-- Task details --
In the records below, return the lines from the one containing "target: <item>cab window</item>" through the one containing "48], [24, 47]]", including both, with no changes. Leave the pictures out of your answer.

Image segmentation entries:
%%

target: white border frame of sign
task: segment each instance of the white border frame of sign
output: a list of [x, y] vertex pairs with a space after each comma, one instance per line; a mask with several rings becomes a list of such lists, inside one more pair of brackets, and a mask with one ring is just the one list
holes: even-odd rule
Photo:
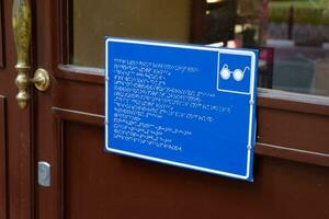
[[[174, 47], [174, 48], [188, 48], [188, 49], [197, 49], [197, 50], [209, 50], [209, 51], [217, 51], [218, 53], [218, 58], [219, 58], [219, 54], [224, 53], [224, 54], [232, 54], [232, 55], [243, 55], [243, 56], [250, 56], [251, 57], [251, 69], [250, 69], [250, 89], [249, 89], [249, 93], [245, 93], [245, 92], [234, 92], [234, 91], [225, 91], [225, 90], [220, 90], [220, 92], [229, 92], [229, 93], [238, 93], [238, 94], [242, 94], [242, 95], [250, 95], [250, 113], [249, 113], [249, 132], [248, 132], [248, 158], [247, 158], [247, 172], [246, 175], [239, 175], [239, 174], [234, 174], [234, 173], [228, 173], [228, 172], [223, 172], [223, 171], [216, 171], [216, 170], [212, 170], [212, 169], [207, 169], [207, 168], [201, 168], [201, 166], [196, 166], [196, 165], [191, 165], [191, 164], [184, 164], [184, 163], [180, 163], [180, 162], [174, 162], [174, 161], [170, 161], [170, 160], [164, 160], [164, 159], [158, 159], [158, 158], [154, 158], [154, 157], [148, 157], [148, 155], [143, 155], [139, 153], [133, 153], [133, 152], [127, 152], [127, 151], [122, 151], [122, 150], [117, 150], [117, 149], [112, 149], [110, 148], [109, 145], [109, 97], [107, 97], [107, 93], [109, 93], [109, 71], [107, 71], [107, 51], [109, 51], [109, 47], [110, 47], [110, 43], [111, 42], [116, 42], [116, 43], [128, 43], [128, 44], [143, 44], [143, 45], [150, 45], [150, 46], [164, 46], [164, 47]], [[228, 48], [218, 48], [218, 47], [212, 47], [212, 46], [197, 46], [197, 45], [185, 45], [185, 44], [172, 44], [172, 43], [161, 43], [161, 42], [149, 42], [149, 41], [139, 41], [139, 39], [124, 39], [124, 38], [116, 38], [116, 37], [105, 37], [105, 149], [106, 151], [110, 152], [114, 152], [114, 153], [118, 153], [118, 154], [125, 154], [125, 155], [129, 155], [129, 157], [134, 157], [134, 158], [140, 158], [144, 160], [149, 160], [149, 161], [155, 161], [155, 162], [159, 162], [159, 163], [164, 163], [164, 164], [171, 164], [171, 165], [175, 165], [175, 166], [180, 166], [180, 168], [185, 168], [185, 169], [191, 169], [191, 170], [197, 170], [197, 171], [202, 171], [202, 172], [207, 172], [207, 173], [213, 173], [213, 174], [217, 174], [217, 175], [224, 175], [224, 176], [229, 176], [229, 177], [234, 177], [234, 178], [240, 178], [240, 180], [248, 180], [250, 177], [250, 159], [251, 159], [251, 149], [254, 147], [251, 145], [252, 142], [252, 134], [254, 132], [253, 130], [256, 130], [256, 126], [257, 124], [254, 124], [254, 129], [252, 129], [252, 116], [254, 114], [253, 110], [256, 110], [256, 92], [252, 92], [254, 90], [254, 85], [256, 85], [256, 55], [253, 51], [250, 50], [243, 50], [243, 49], [228, 49]], [[219, 64], [218, 64], [219, 66]], [[218, 74], [218, 69], [219, 67], [217, 67], [217, 74]], [[217, 81], [216, 81], [217, 82]]]

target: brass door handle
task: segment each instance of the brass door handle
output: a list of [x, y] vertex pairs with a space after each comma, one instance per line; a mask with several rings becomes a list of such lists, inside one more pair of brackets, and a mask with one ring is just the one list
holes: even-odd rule
[[14, 0], [12, 10], [12, 27], [18, 53], [18, 64], [15, 65], [18, 76], [15, 84], [19, 89], [16, 101], [21, 108], [25, 108], [29, 103], [30, 95], [27, 93], [27, 88], [30, 84], [34, 84], [39, 91], [46, 91], [50, 84], [49, 74], [44, 69], [37, 69], [33, 79], [30, 79], [27, 76], [31, 70], [31, 23], [30, 0]]

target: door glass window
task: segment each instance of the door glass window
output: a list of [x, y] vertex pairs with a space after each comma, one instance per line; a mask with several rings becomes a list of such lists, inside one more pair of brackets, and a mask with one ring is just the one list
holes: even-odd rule
[[71, 64], [104, 36], [256, 48], [260, 88], [329, 96], [329, 0], [72, 0]]

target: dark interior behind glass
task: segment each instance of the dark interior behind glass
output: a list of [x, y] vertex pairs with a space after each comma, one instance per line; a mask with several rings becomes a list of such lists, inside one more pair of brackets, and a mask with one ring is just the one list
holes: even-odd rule
[[328, 0], [73, 0], [71, 64], [104, 36], [259, 49], [258, 87], [329, 96]]

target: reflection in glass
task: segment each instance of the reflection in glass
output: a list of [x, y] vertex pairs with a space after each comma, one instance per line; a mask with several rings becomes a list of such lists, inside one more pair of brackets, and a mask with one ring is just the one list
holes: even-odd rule
[[329, 96], [329, 0], [73, 0], [71, 62], [104, 66], [104, 36], [260, 50], [261, 88]]

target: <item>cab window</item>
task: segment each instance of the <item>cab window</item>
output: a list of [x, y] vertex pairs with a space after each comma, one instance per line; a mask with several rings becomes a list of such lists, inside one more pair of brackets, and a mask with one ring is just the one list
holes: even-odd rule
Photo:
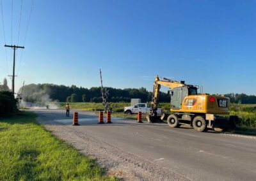
[[144, 104], [140, 104], [140, 105], [139, 105], [139, 107], [140, 107], [140, 108], [145, 108], [145, 106]]
[[197, 89], [188, 89], [188, 94], [189, 95], [197, 95]]

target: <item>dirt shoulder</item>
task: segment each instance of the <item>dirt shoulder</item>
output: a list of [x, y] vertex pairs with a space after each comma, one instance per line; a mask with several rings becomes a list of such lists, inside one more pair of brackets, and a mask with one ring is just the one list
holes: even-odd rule
[[74, 129], [72, 126], [61, 125], [42, 115], [37, 121], [83, 154], [96, 159], [100, 166], [106, 168], [108, 175], [124, 180], [189, 180], [168, 168]]

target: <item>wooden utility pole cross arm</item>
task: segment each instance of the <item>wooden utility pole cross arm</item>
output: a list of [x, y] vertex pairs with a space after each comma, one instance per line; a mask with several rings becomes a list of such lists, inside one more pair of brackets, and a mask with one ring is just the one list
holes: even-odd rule
[[12, 69], [12, 92], [14, 94], [14, 78], [15, 76], [15, 50], [17, 48], [25, 48], [24, 47], [15, 46], [15, 45], [4, 45], [5, 47], [10, 47], [13, 49], [13, 66]]
[[20, 47], [20, 46], [15, 46], [15, 45], [4, 45], [5, 47], [11, 47], [11, 48], [25, 48], [24, 47]]

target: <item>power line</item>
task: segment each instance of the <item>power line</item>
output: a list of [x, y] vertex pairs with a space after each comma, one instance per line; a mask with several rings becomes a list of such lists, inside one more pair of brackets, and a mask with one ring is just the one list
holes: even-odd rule
[[[11, 40], [11, 43], [12, 45], [12, 17], [13, 17], [13, 0], [12, 0], [12, 25], [11, 25], [11, 29], [12, 29], [12, 40]], [[5, 43], [6, 44], [6, 43]]]
[[[4, 43], [6, 44], [6, 40], [5, 38], [5, 31], [4, 31], [4, 16], [3, 13], [3, 4], [2, 4], [2, 0], [0, 1], [0, 4], [1, 4], [1, 11], [2, 13], [2, 22], [3, 22], [3, 32], [4, 33]], [[7, 57], [7, 51], [6, 49], [4, 48], [5, 50], [5, 58], [6, 58], [6, 66], [7, 66], [7, 75], [9, 74], [9, 70], [8, 70], [8, 57]]]
[[[28, 18], [28, 24], [27, 24], [27, 27], [26, 29], [26, 33], [25, 33], [24, 40], [24, 41], [23, 41], [23, 46], [25, 46], [25, 41], [26, 41], [26, 39], [27, 38], [28, 28], [29, 27], [30, 18], [31, 17], [31, 13], [32, 13], [32, 10], [33, 10], [33, 5], [34, 5], [34, 0], [32, 1], [31, 7], [30, 8], [29, 17]], [[20, 60], [19, 60], [19, 67], [18, 67], [17, 74], [19, 74], [19, 70], [20, 70], [20, 62], [21, 62], [21, 61], [22, 59], [22, 56], [23, 56], [23, 49], [21, 50], [20, 58]]]
[[19, 39], [20, 36], [20, 22], [21, 22], [21, 13], [22, 12], [22, 4], [23, 4], [23, 0], [21, 0], [21, 4], [20, 4], [20, 22], [19, 24], [19, 33], [18, 33], [18, 41], [17, 42], [17, 45], [19, 45]]
[[3, 15], [2, 0], [1, 0], [0, 3], [1, 3], [1, 12], [2, 12], [2, 22], [3, 22], [3, 29], [4, 37], [4, 43], [5, 43], [5, 44], [6, 44], [6, 40], [5, 39], [5, 31], [4, 31], [4, 16], [3, 16]]
[[[33, 9], [33, 5], [34, 5], [34, 0], [32, 1], [31, 7], [31, 8], [30, 8], [29, 17], [29, 18], [28, 18], [28, 22], [27, 28], [26, 29], [25, 38], [24, 38], [24, 41], [23, 41], [23, 46], [25, 45], [26, 38], [27, 38], [27, 34], [28, 34], [28, 27], [29, 27], [29, 26], [30, 18], [31, 18], [31, 13], [32, 13], [32, 9]], [[22, 49], [22, 50], [23, 50], [23, 49]]]

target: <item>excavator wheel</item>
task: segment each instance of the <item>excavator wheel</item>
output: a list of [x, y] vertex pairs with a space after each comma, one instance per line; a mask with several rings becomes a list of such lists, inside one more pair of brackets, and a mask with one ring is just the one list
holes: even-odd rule
[[171, 114], [167, 118], [167, 123], [171, 127], [177, 127], [179, 126], [178, 117], [174, 114]]
[[154, 115], [147, 115], [147, 120], [150, 123], [161, 123], [163, 121], [161, 119], [160, 116]]

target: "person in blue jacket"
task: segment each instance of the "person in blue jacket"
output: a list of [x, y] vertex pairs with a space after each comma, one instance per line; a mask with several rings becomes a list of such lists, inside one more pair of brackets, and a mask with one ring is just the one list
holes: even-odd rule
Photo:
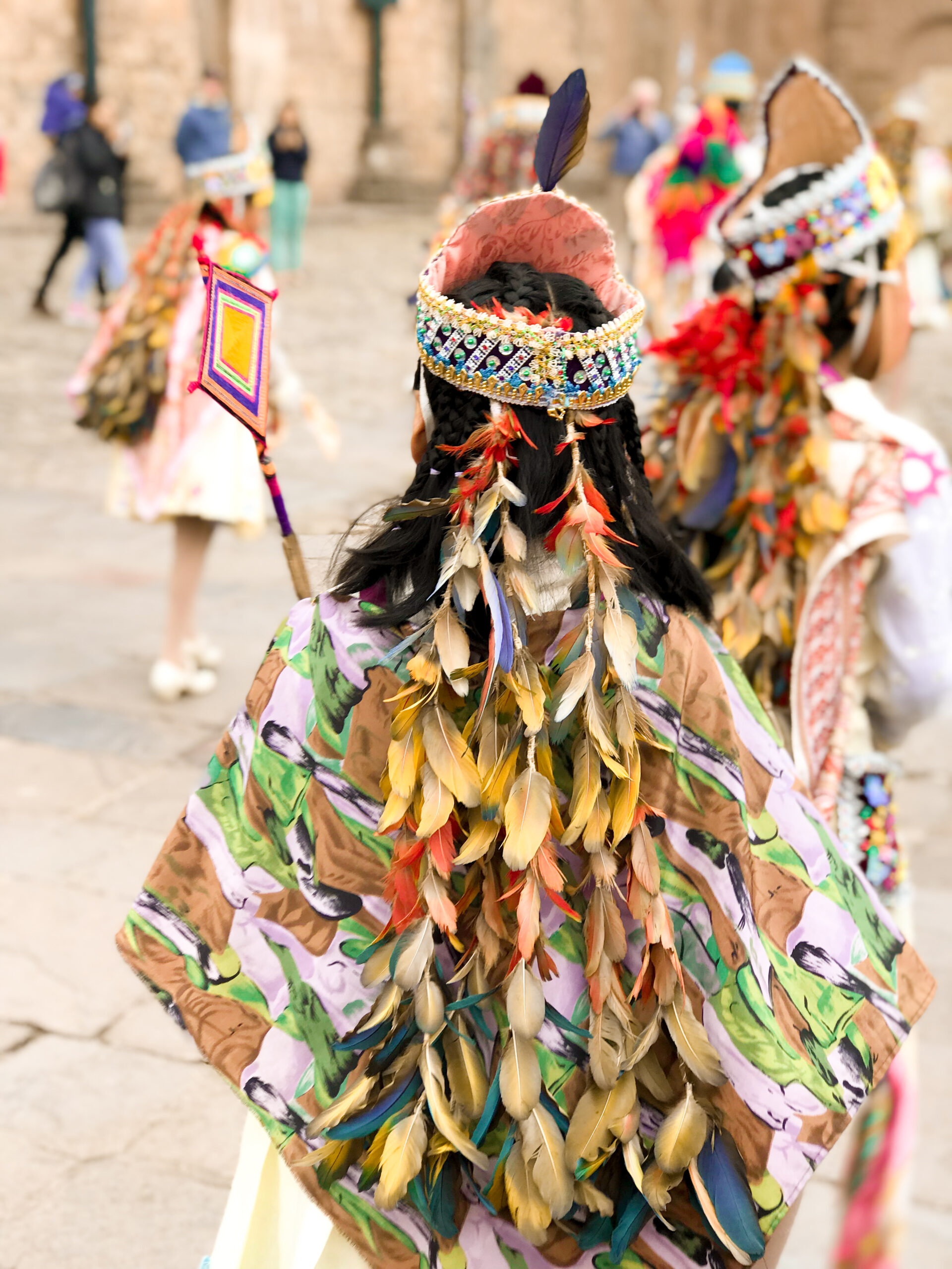
[[231, 107], [218, 71], [206, 70], [194, 102], [182, 115], [175, 150], [184, 164], [207, 162], [231, 151]]

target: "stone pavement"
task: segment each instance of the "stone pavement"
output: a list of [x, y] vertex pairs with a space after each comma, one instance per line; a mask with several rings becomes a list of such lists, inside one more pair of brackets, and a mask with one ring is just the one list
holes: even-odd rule
[[[402, 209], [321, 211], [306, 277], [284, 297], [283, 343], [344, 440], [336, 464], [306, 429], [275, 454], [315, 576], [352, 516], [411, 470], [406, 297], [429, 228]], [[0, 1269], [197, 1269], [244, 1112], [121, 963], [113, 934], [293, 595], [273, 527], [254, 542], [220, 533], [202, 595], [226, 654], [218, 688], [175, 707], [150, 699], [170, 533], [102, 513], [108, 452], [62, 396], [88, 332], [28, 313], [55, 226], [0, 232]], [[919, 336], [890, 391], [952, 425], [948, 341]], [[949, 718], [911, 737], [902, 788], [918, 943], [941, 989], [952, 983], [951, 737]], [[941, 990], [919, 1043], [906, 1264], [929, 1269], [952, 1265], [948, 1001]], [[842, 1166], [834, 1151], [809, 1188], [783, 1269], [828, 1263]]]

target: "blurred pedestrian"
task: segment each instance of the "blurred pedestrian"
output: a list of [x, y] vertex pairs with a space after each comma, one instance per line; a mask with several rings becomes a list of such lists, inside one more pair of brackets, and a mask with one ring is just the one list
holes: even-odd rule
[[126, 155], [121, 152], [116, 109], [100, 98], [89, 109], [88, 119], [72, 133], [72, 152], [81, 174], [80, 214], [86, 259], [72, 283], [72, 297], [65, 322], [70, 326], [95, 325], [96, 315], [86, 297], [102, 273], [107, 291], [118, 291], [128, 273], [126, 239], [122, 231]]
[[206, 70], [195, 99], [182, 115], [175, 150], [184, 164], [207, 162], [231, 151], [231, 107], [216, 70]]
[[274, 168], [272, 203], [272, 265], [275, 273], [301, 269], [301, 240], [307, 218], [305, 168], [310, 152], [294, 102], [286, 102], [268, 137]]
[[[39, 124], [39, 131], [50, 137], [56, 151], [53, 161], [48, 162], [46, 168], [56, 168], [60, 192], [57, 202], [63, 217], [62, 237], [53, 251], [52, 259], [43, 274], [43, 280], [33, 299], [33, 311], [42, 313], [44, 317], [52, 316], [47, 308], [46, 293], [50, 289], [50, 283], [53, 280], [53, 274], [72, 244], [83, 239], [83, 208], [79, 201], [80, 179], [79, 169], [74, 160], [72, 142], [76, 128], [86, 121], [86, 105], [83, 100], [84, 86], [85, 80], [77, 71], [61, 75], [60, 79], [53, 80], [46, 90], [43, 119]], [[102, 280], [96, 280], [102, 289]]]

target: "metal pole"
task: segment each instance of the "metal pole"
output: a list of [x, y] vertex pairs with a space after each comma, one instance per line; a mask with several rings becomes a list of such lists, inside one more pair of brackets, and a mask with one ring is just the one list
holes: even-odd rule
[[95, 0], [83, 0], [83, 39], [86, 55], [86, 99], [96, 96], [96, 6]]

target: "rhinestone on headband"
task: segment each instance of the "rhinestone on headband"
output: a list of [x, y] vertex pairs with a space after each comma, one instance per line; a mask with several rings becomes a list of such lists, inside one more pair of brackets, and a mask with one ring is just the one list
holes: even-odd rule
[[[473, 216], [508, 214], [509, 208], [524, 204], [528, 198], [518, 194], [495, 199]], [[608, 227], [589, 208], [561, 194], [533, 198], [570, 208], [571, 214], [584, 218], [588, 228], [604, 237], [604, 244], [599, 237], [599, 245], [611, 245]], [[505, 259], [504, 242], [495, 241], [500, 258]], [[611, 270], [611, 287], [622, 311], [595, 330], [572, 331], [557, 325], [529, 325], [515, 315], [500, 317], [449, 299], [430, 280], [438, 260], [439, 254], [424, 269], [416, 303], [420, 362], [433, 374], [467, 392], [553, 410], [597, 409], [628, 391], [641, 362], [637, 331], [645, 305], [617, 270]], [[555, 266], [552, 260], [539, 263], [543, 272]], [[574, 270], [567, 266], [565, 272]]]

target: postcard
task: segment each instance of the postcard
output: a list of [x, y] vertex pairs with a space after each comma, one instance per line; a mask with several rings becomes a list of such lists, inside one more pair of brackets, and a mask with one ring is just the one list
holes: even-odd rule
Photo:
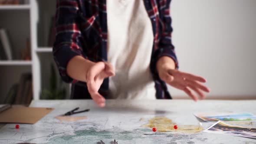
[[256, 116], [249, 113], [196, 114], [194, 115], [205, 121], [256, 121]]
[[203, 132], [256, 139], [256, 128], [246, 128], [218, 121]]

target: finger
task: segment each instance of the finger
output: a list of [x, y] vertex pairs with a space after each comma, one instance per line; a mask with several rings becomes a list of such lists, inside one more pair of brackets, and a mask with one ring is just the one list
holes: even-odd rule
[[89, 93], [91, 95], [91, 97], [97, 105], [101, 107], [104, 107], [105, 105], [105, 98], [98, 92], [92, 92], [90, 91], [90, 88], [89, 87], [88, 87], [88, 91], [89, 91]]
[[189, 88], [193, 89], [194, 91], [196, 92], [197, 92], [197, 94], [200, 96], [201, 99], [203, 99], [205, 98], [205, 95], [199, 88], [191, 85], [189, 86]]
[[91, 95], [91, 97], [95, 101], [99, 103], [105, 102], [105, 98], [98, 93], [98, 89], [97, 89], [95, 88], [95, 84], [87, 82], [87, 85], [88, 91]]
[[100, 107], [105, 106], [105, 98], [98, 92], [97, 92], [91, 95], [93, 101]]
[[201, 82], [206, 82], [206, 79], [200, 76], [184, 72], [182, 72], [182, 73], [183, 77], [184, 77], [186, 79], [190, 79], [192, 80], [197, 81]]
[[115, 69], [113, 65], [109, 63], [105, 63], [105, 71], [106, 72], [108, 76], [115, 76]]
[[105, 65], [103, 62], [98, 62], [95, 64], [87, 72], [87, 82], [90, 81], [92, 82], [94, 81], [96, 75], [98, 75], [105, 68]]
[[190, 98], [192, 98], [195, 101], [197, 101], [197, 97], [196, 97], [195, 95], [194, 95], [191, 92], [191, 91], [188, 89], [187, 87], [184, 87], [183, 89], [183, 91], [185, 92], [188, 95]]
[[190, 79], [186, 79], [186, 82], [188, 84], [188, 86], [194, 86], [197, 88], [199, 88], [203, 91], [207, 92], [210, 92], [210, 89], [206, 86], [202, 85], [201, 84], [195, 81], [192, 81]]
[[175, 88], [178, 88], [180, 90], [181, 90], [182, 91], [183, 91], [183, 90], [184, 89], [184, 88], [185, 87], [186, 87], [186, 86], [185, 86], [185, 85], [183, 85], [179, 83], [173, 83], [173, 82], [167, 82], [167, 84], [168, 84], [170, 85], [173, 86]]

%%

-- Worked answer --
target: <item>cab window</item>
task: segment each instance of the <item>cab window</item>
output: a list of [x, y] vertex pairs with a space after each comma, one instance per line; a mask with several rings becomes a list of such lists, inside one more pair of brackets, and a mask with one ring is just the one list
holes: even-odd rule
Photo:
[[144, 104], [140, 104], [140, 105], [139, 105], [139, 107], [140, 107], [140, 108], [145, 108], [145, 106]]
[[197, 89], [188, 89], [188, 94], [189, 95], [197, 95]]

target: <item>dirt shoulder</item>
task: segment each instance of the <item>dirt shoulder</item>
output: a list of [x, y] vertex pairs with a space after each comma, one instance per line; a mask with several rings becomes a list of such lists, inside one more pair of brackets, and a mask with one ring is just the one list
holes: even-odd rule
[[74, 129], [72, 126], [61, 125], [42, 115], [37, 121], [83, 154], [96, 159], [100, 166], [106, 168], [108, 175], [124, 180], [189, 180], [168, 168]]

target: <item>wooden utility pole cross arm</item>
task: segment each instance of the <item>wooden utility pole cross arm</item>
output: a list of [x, y] vertex pairs with a space after each comma, one instance per line; a mask with several rings becomes a list of such lists, inside one more pair of brackets, and a mask with one ring is just the one list
holes: even-odd rule
[[12, 69], [12, 92], [14, 94], [14, 78], [15, 76], [15, 50], [17, 48], [25, 48], [24, 47], [15, 46], [15, 45], [4, 45], [5, 47], [10, 47], [13, 49], [13, 66]]
[[20, 47], [20, 46], [15, 46], [15, 45], [4, 45], [5, 47], [11, 47], [11, 48], [25, 48], [24, 47]]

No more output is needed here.